> PAGE TEXT:
········

When I worked on cancer wards I commonly combined an antidepressant with whatever standard pain killers we were using, whether it was NSAIDS or narcotics, this was all 'off label' and empirically done based on clinical experience. Cymbalta however is 'on label' medication for somatic pain, especially fibromyalgia.

In my practice I have seen amazing benefits with cymbalta, patients noting partial or wholly relief from horrendous and terrifying pain conditions, often associated with severe motor vehicle or work place injuries.  They come in and spontaneously tell me that the medication is the first medication that has given them real relief.  This makes a clinician's heart soar as often treating psychiatric disorders, especially chronic disabiities, is an uphill hard won battle done a day at a time slowly. Patients report being equally pleased with it's antidepressant propertites and especially with it's anti anxiety effects.

The side effect profile for cymbalta has been much the same as effexor or any of the SSRI's in general. People complain of the standard nausea and gi upset and some complain of headache.  These tend to go away in a few weeks. The medication is taken with meal time and I start it at 30 mg every other day building up to 90 or in some cases 120 mg.  Patients have had significant benefit at 30 mg, though 60 mg seems the 'sweet spot' for the medication. There's unlikely much benefit to be gained by increasing the medication beyond 120, in my clinical experience.

All antidepressants, especially the tricyclics , and certainly the MAOI's inhibitors before them have been stopped by patients because of 'uncomfortable' side effects.  Often this is worst with highly 'suggestible' patients who read the inserts, 'study the internet', and listen to their clinically ignorant young pharmacists who are notorious for inducing 'nocebo' reactions in psychiatric patients.  I have had a patient have 'every' side effect for 'every' medication I've given him. I'm thankful to have worked with cancer patients and with patients with HIV, kidney or heart disease, because the medications we've used in these cases all have side effects but the patients are much more willing to 'tolerate' the medications than some of the psychiatric patients who claim to be 'sensitive' to medication.  I don't even bother assuring them that immunologically suppressed patients are extremely 'sensitive' to the side effects of patients but they are simply much more motivated to get rid of their illness even if it is associated with initial suffering.  Having started out in surgery I know all my patients had horrendous side effects from surgery and were commonly sick for days or weeks after but this rarely stopped them from all manner of procedures for all manner of reasons.

Thankfully Cymbalta like the rest of the SNRI and the SSRI class have few side effects which commonly go away.  The headache and light headedness to the best of my clinical experience seem to be an effect of the medication causing a person to underestimate their need for fluids. If patients drink more fluids than they think they should the headache and light headedness seem to depart quickly.

I've only seen sexual dysfunction in one patient so far but then that patient was sexually dysfunctional before the medication and has complained of sexual dysfunction with every medication.  My suspicion, in fact, is that they would be sexually dysfunctional on viagra but to date I've discretely refrained from suggesting this.  In contrast other patients report remarkably improved sexual desire and performance.

Whereas the SSRI classes have been associated with bizarre thought process I've only had one patient whose thinking was disturbed by Cymbalta.  Indeed patients report improved concentation, attention and memory with cymbalta and this was what was noted in the vast majority of patients with Prozac initially when it was really popular with the computer programmer genius set.

Cymbalta hasn't been around long enough to build the track record of Prozac but to date it really does look like it will continue to be a truly amazing new breakthrough in medication.

········

> WORK ITEM: In the text about Cymbalta, which dose is described as the "sweet spot" for the medication?

(Dataset entries)
········

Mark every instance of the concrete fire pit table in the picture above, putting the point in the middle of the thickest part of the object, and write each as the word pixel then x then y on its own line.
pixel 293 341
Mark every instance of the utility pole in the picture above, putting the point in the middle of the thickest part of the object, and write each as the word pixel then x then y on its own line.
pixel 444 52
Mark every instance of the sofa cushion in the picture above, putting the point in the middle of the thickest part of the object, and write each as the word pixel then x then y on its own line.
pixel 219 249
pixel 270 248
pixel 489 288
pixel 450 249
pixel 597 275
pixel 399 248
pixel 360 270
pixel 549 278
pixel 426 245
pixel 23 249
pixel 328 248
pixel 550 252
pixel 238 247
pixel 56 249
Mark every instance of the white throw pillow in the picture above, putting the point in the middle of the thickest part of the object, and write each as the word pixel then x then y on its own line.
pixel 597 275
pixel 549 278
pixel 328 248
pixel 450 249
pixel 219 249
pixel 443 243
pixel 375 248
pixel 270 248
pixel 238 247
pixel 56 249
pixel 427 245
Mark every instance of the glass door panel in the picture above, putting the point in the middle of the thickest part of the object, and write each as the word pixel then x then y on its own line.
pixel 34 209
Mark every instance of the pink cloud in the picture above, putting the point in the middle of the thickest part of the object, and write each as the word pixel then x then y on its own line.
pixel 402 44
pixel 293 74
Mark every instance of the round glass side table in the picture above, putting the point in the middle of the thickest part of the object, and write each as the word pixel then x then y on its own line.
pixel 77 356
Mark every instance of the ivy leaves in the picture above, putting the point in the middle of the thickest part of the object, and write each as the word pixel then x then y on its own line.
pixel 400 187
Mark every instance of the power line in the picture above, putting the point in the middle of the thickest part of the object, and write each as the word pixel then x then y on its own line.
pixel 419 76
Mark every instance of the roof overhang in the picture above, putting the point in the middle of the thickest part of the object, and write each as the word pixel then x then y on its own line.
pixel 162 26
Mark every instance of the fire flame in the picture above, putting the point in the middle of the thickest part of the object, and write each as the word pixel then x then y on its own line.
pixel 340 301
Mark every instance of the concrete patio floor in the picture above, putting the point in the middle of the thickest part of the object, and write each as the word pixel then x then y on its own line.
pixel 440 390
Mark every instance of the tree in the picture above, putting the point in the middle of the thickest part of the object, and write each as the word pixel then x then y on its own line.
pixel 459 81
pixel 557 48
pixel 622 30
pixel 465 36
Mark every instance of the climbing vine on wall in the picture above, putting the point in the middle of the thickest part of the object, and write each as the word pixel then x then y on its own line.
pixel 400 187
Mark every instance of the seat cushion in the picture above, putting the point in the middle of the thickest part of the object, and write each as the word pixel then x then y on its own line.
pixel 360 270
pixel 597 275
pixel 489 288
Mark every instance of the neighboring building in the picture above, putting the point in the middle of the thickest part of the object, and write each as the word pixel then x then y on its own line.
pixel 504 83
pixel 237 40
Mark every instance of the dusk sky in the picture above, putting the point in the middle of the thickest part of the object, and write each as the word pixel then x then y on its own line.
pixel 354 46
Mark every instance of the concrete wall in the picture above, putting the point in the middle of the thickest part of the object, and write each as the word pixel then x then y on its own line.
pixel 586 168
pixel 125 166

········

> FINISHED EXERCISE: 60 mg